“If you expect the worst – you’re never disappointed!”

“If you expect the worst –  you’re never disappointed!”

I’m sure you’ll agree, right now, we live in an “Uncertain” world.

And Uncertainty is an important part of our jigsaw. Something which is good for gold. But I’ll get on to that later.

With uncertainty, I think there is a certain amount of fear and how we manage that fear on many fronts is vital. But today I want to talk about investing.

I don’t think there’s a huge difference between stress and fear. One thing I do know is stress is not good for your health and living in fear can’t be that good either.

Fear and stress often lead to poor decision making. They seem to jumble our minds, leading to poor choices. I’m sure we’ve all had moments when a child, a pet or even a good friend or family member has been driving us mad and we’ve basically lost it. I’m not talking about shouting or screaming – but being incapable of completing the most simple of tasks. Like putting something in the fridge that really shouldn’t be there! We’ve all done it – at least I hope so!

My point being that under real stress we probably won’t function very well. So you need to prepare for times when your life may be stressful – in advance. In our day to day lives this could be booking a holiday or getting away from the kids for a few days. But you should also plan your investments as well. Rainy days will happen and it’s best to have done your thinking before stress jumbles your mind.

Before we go any further I’d like to show you two graphs. The first is US Treasury Yields going back as far as I could. As you can see, 5, 10 and 30 year treasury yields are close to their all-time lows. Remember, the lower the yield, the higher the price. So bonds are already trading at very high prices relative to where they’ve been.

The second graph is US equities. Here is the S&P index over the past 100 years. Again, it shows an asset class trading at all-time highs.

But it’s “uncertainty” that I want you to think about today.

People tend to like certainty – it’s a good thing. So logically, uncertainty must be a bad thing.

But is it?

It can be. But if you’ve already got at least some of your investments in an asset class which typically does well in times of uncertainty. That must surely be a good thing.

Looking at the world today, you don’t have to look very hard to see uncertainty, stress and fear. In times like these people typically move to bonds and cash. But this time could be different.


Firstly, any cash sitting in a bank is likely to lose “value” thanks to inflation exceeding whatever paltry interest you’re able to earn. There’s also the much smaller risk of the bank defaulting.

# Parts of the exercise
1) In the post on investing in uncertain times, where does it say 5, 10 and 30 year US Treasury yields currently stand?
2) Reproduce word for word the passage of the investing post starting at "The second graph" and ending at "think about today.".
3) Write the next part of the post on investing in uncertain times, picking up after its final sentence.
The rows have no role in any of this.

# Stored rows
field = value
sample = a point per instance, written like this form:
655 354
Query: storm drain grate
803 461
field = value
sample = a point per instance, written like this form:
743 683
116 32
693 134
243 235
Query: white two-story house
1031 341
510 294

# Solved tasks
1) They are close to their all-time lows.

2)
The second graph is US equities. Here is the S&P index over the past 100 years. Again, it shows an asset class trading at all-time highs.

But it’s “uncertainty” that I want you to think about today.

3)
Secondly, with bond prices already so high, is it really safe to move into them now? Like your cash balance, you could well see inflation erode their value and there’s also the chance of seeing your principal tumble if bond prices fall – which they can.

What are we so uncertain about?

Where do I start?

Trump seems to be on a lot of people’s minds at the moment. So let me start there.

He’s a maverick.

Some say a businessman and not a politician.

Now that may be a good thing. We don’t know. What we do know, is, somewhat ironically – that we don’t know a lot. There’s huge uncertainty about not only what he plans to do. But also how he plans to do it.

Will he build a wall across Mexico? – Surely bullish for silver prices

Does he want a weak US dollar? – Bullish for gold

Is he going to spend vast amounts on infrastructure? – Bullish for gold

Right now, we don’t know. We can only play with the cards we’ve been dealt, when trying to protect at least some of our capital if things get messy.

With that in mind, let me show you a few graphs that may reassure you that by investing in gold, you may be doing the right thing.

Firstly, this is what happened to gold when the Dow tumbled 28% in 1977-1978. It went up 92%.

More recently there was the crash of 1987 when the Dow fell 39% and gold was up 8%.

And finally this is what happened in 2008/9. The Dow fell by 32% and gold went up 44%.

Now remember, gold miners have leverage to gold. If the gold price goes up, I’d expect them to go up more. A lot more.

Perhaps you’ve already got at least some investments in the mining sector. In which case, then if, and of course there’s an if – we have a “correction,” you won’t need to panic, because you’ve already positioned at least part of your portfolio for what could be challenging “uncertain” times.

When everyone else is in a state of extreme stress and fear, hopefully your investments, or at least some of them, will be doing just fine.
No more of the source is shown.